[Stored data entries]
------

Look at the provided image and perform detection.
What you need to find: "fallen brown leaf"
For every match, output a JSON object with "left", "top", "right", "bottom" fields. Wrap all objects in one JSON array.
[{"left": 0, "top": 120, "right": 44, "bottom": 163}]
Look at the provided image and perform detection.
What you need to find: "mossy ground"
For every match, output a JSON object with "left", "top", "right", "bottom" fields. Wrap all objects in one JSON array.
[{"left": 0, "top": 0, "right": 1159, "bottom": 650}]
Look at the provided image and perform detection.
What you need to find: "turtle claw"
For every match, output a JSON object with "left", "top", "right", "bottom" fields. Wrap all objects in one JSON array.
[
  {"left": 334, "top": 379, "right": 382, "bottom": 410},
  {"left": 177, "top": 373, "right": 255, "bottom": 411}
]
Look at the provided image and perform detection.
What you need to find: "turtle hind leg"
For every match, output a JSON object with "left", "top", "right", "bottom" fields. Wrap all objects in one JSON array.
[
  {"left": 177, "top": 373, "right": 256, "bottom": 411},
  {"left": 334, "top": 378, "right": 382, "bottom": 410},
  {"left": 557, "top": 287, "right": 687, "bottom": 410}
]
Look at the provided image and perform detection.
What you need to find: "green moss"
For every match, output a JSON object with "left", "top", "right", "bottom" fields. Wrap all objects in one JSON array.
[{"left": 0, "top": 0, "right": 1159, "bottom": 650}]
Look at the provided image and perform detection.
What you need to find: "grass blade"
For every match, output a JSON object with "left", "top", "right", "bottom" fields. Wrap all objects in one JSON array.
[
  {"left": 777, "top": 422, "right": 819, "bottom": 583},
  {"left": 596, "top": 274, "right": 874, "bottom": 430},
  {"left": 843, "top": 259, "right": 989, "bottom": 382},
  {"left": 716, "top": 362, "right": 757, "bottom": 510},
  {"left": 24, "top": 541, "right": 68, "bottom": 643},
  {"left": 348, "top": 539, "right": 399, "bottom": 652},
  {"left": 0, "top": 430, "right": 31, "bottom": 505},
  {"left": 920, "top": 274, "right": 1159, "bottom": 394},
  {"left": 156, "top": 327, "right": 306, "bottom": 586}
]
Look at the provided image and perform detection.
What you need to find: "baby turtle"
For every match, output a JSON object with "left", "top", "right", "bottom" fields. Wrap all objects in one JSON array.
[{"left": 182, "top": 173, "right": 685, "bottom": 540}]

------

*What to do*.
Gather every line from the data above that contains the word "need".

*Response*.
What you need to find: "fallen brown leaf"
What you need to find: "mossy ground"
What you need to find: "turtle claw"
What you need to find: "turtle hind leg"
What you need to find: "green moss"
What you need to find: "grass blade"
What you need to find: "baby turtle"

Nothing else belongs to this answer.